Muslims around the world are being slaughtered, he tells them. "All we ask them is: 'Remove your troops from Muslim lands and we will stop all of this.' " The men nod in agreement. One glances into the baby stroller he's pushing. Car after car races past.

The preacher, who calls himself Abu Osama ("Father of Osama"), is one of a new breed of British radicals thriving at the margins of London's Muslim community.

Young, independent, and streetwise, they are preaching in urban slang outside the confines of Britain's mosques. They are helping teens and 20-somethings beat drugs and alcohol. And they are inspiring a new pool of impressionable young Muslims to consider killing their fellow Britons.

These radical bands constitute a small fraction of London's 1 million Muslims. But their freewheeling ideology - hardened in the jihadi echo chambers of cliques like Abu Osama's - is creating a new subculture within Britain's Islamic community. So far, the growing influence of these informal, maverick groups has gone largely undetected - and unchecked.

As older, camera-courting, foreign-born extremists like Omar Bakri and Abu Hamza al-Masri recede from relevance, their younger counterparts are striking out quietly and independently with a new brand of do-it-yourself radicalism.

"On the ground level, people like Bakri don't communicate with the youth," says Nadim Shehadi, an analyst at Chatham House, a think tank in London. The fragmentation of British radical groups and their dispersal underground, he adds, is the "worst of all possible options."

"When the Muslim Council of Britain [MCB] said 'We must be vigilant,' this pushed [radical groups] underground," says Abdul-Rehman Malik, contributing editor at the Muslim magazine Q-News, based London. As radicals fled to minor mosques and homes, Britain's security services, and even mainstream Muslims, lost track of them.

◆ Listing excerpted from a collection
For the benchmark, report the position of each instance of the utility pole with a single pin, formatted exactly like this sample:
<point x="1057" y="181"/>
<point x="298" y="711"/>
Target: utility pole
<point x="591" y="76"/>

◆ Stated exercise
In the article on London's young radical preachers, where does Nadim Shehadi work as an analyst?

◆ Answer to this task
At Chatham House, a think tank in London.